(DATA EXTRACT Opens)
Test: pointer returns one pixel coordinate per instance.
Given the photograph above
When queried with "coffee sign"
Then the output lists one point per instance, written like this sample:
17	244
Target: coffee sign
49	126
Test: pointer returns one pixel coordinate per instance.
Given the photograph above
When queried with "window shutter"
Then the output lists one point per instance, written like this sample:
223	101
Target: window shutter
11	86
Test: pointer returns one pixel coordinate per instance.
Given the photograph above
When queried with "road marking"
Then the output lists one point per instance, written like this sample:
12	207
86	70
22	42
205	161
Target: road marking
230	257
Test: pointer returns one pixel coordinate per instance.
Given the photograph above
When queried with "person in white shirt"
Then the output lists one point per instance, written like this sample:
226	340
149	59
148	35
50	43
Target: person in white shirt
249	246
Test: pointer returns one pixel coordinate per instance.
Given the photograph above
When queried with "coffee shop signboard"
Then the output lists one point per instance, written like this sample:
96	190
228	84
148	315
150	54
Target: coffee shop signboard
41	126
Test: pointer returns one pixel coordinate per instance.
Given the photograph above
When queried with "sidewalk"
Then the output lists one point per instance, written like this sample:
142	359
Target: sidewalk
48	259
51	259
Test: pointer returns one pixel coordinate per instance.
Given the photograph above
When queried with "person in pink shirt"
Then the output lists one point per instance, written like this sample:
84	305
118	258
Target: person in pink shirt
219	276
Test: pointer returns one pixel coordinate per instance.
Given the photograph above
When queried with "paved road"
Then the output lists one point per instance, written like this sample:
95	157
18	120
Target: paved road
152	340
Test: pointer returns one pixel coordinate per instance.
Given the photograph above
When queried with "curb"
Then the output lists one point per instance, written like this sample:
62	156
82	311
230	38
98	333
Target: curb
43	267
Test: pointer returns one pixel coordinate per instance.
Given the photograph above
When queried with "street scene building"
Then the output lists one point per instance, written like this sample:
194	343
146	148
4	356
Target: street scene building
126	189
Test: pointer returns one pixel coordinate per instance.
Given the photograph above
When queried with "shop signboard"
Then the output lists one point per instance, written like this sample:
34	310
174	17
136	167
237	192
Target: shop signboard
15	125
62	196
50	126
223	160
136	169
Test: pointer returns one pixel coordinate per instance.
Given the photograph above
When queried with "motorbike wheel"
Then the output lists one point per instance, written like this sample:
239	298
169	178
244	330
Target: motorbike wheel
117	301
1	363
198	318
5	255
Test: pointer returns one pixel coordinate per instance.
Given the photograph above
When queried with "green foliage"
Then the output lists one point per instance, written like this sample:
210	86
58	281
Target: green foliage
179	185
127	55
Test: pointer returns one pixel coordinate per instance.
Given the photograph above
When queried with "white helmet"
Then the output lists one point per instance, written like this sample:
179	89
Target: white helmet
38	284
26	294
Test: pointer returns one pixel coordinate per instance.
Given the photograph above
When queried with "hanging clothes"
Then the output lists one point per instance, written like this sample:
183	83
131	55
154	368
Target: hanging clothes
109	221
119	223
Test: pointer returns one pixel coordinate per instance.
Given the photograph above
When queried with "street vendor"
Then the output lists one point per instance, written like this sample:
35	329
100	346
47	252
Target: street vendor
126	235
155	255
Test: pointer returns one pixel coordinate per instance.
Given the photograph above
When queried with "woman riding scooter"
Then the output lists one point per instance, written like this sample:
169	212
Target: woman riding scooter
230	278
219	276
(DATA EXTRACT Closes)
WHAT THE TASK REQUIRES
Transcribe each entry word for word.

TASK OUTPUT
Test: pointer returns one pixel coordinate per instance.
Given the photograph above
When queried with "coffee sign"
Then the output lists one point per instance, written like this sample:
17	244
Target: coffee sign
49	126
Test: pointer returns one pixel coordinate per instance.
Given the photograph above
When queried with "window shutter"
Then the output lists one point per instance, written like this sample:
223	101
Target: window shutter
11	86
Test: pointer returns one pixel coordinate per instance.
Given the photograph above
When queried with "road marking"
Then the output lists one point per instance, written like this sample:
12	207
86	70
22	42
205	161
Target: road marking
230	257
Test: pointer returns one pixel coordinate per instance.
Given the photograph above
When queried with "person in white shirt"
Then the output lists one point per instance, written like this sample:
226	340
149	59
148	35
50	43
Target: person in white shirt
249	246
Test: pointer returns one pixel coordinate per instance.
Given the photograph above
When queried with "coffee shop signboard"
Then the output lists one point per instance, written like this sample:
96	190
228	84
148	315
150	54
Target: coffee shop signboard
41	126
Test: pointer returns one pixel coordinate per instance.
Given the photograph above
When queried with "sidewalk"
Then the output lists one point per instance, written like this sample:
142	359
Target: sidewalk
48	259
51	259
Test: pointer returns one pixel coordinate per instance.
Given the photograph above
When queried with "person in pink shirt"
Then the output lists one point per instance, written like this sample:
84	305
118	258
Target: person in pink shirt
219	276
Test: pointer returns one pixel coordinate per instance.
Given the photograph above
When queried with "paved road"
Then the output lists one point per instance, written like this sample:
95	157
18	120
Target: paved road
152	340
Test: pointer returns one pixel coordinate per instance.
Given the photograph above
When queried with "curb"
Then the output lists one point per instance, written like this sample:
62	156
82	311
230	38
98	333
Target: curb
43	267
Test: pointer returns one pixel coordinate per instance.
Given the photograph above
When queried with "street scene building"
Then the output lists one point per instance, written like this sample:
194	343
146	148
4	356
Target: street scene building
126	189
Test: pointer returns one pixel coordinate per instance.
Given the photograph above
When queried with "shop signboard"
Then the output lists one point per instance, written like this sample:
34	310
174	17
136	167
237	192
Target: shop signboard
15	125
62	196
50	126
223	160
136	169
Test: pointer returns one pixel coordinate per instance.
Given the photograph above
When queried with "motorbike wheel"
Then the output lists one point per instance, written like this sample:
239	298
169	178
244	330
Target: motorbike wheel
117	301
1	363
198	318
5	255
Test: pointer returns one pixel coordinate per instance.
Given the photograph above
When queried with "green foliage"
Then the output lists one point per instance, written like this sample:
210	86
58	281
Target: green foliage
179	185
127	55
Test: pointer returns one pixel coordinate per instance.
Given the photograph above
When queried with "white helmet"
Then the output lists one point per instance, written like this sample:
179	89
Target: white helmet
38	284
26	294
Test: pointer returns one pixel coordinate per instance.
Given the photograph above
When queried with "hanging clothes"
Then the output lists one point per instance, written like this sample:
183	83
131	55
154	368
Target: hanging clothes
109	221
119	223
Test: pointer returns one pixel coordinate per instance.
Given the photograph above
When queried with "street vendor"
Then the output lists one point per instance, written like this sample:
35	329
100	346
47	252
Target: street vendor
126	235
155	255
Test: pointer returns one pixel coordinate per instance.
Given the photograph above
When queried with "woman riding scooter"
Then the output lists one point per instance, written like this sample:
169	212
Target: woman riding scooter
230	278
219	276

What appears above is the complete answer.